▶ _DATASET ROWS_
- - - - -

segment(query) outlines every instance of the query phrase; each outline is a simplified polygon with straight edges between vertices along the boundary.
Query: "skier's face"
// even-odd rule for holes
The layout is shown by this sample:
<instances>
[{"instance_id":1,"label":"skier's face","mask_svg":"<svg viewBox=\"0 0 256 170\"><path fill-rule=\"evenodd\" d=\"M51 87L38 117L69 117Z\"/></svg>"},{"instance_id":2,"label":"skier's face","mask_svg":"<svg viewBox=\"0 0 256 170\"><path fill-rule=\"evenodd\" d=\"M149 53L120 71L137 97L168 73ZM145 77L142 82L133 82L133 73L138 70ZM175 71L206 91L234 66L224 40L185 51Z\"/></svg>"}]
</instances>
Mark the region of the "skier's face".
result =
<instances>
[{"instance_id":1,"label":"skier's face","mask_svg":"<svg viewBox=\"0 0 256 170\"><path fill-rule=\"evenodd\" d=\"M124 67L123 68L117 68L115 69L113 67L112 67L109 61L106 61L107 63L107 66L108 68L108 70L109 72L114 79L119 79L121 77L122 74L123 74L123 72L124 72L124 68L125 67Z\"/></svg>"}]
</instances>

- - - - -

▶ _TASK BRIEF_
Print every line of the material above again, unchanged and in the same order.

▶ _RESULT_
segment(query) outlines every instance of the query phrase; each outline is a simplified polygon with straight edges between vertices along the boundary.
Query: "skier's face"
// even-odd rule for holes
The layout is shown by this sample:
<instances>
[{"instance_id":1,"label":"skier's face","mask_svg":"<svg viewBox=\"0 0 256 170\"><path fill-rule=\"evenodd\" d=\"M51 87L38 117L69 117Z\"/></svg>"},{"instance_id":2,"label":"skier's face","mask_svg":"<svg viewBox=\"0 0 256 170\"><path fill-rule=\"evenodd\" d=\"M149 53L120 71L137 97L168 73ZM145 77L142 82L133 82L133 73L138 70ZM175 71L206 91L234 66L224 40L185 51Z\"/></svg>"}]
</instances>
Mark the region of the "skier's face".
result =
<instances>
[{"instance_id":1,"label":"skier's face","mask_svg":"<svg viewBox=\"0 0 256 170\"><path fill-rule=\"evenodd\" d=\"M124 67L123 68L117 68L115 69L113 67L112 67L109 61L106 61L107 63L107 66L108 68L108 70L109 72L114 79L119 79L121 77L122 74L123 74L123 72L124 72L124 68L125 67Z\"/></svg>"}]
</instances>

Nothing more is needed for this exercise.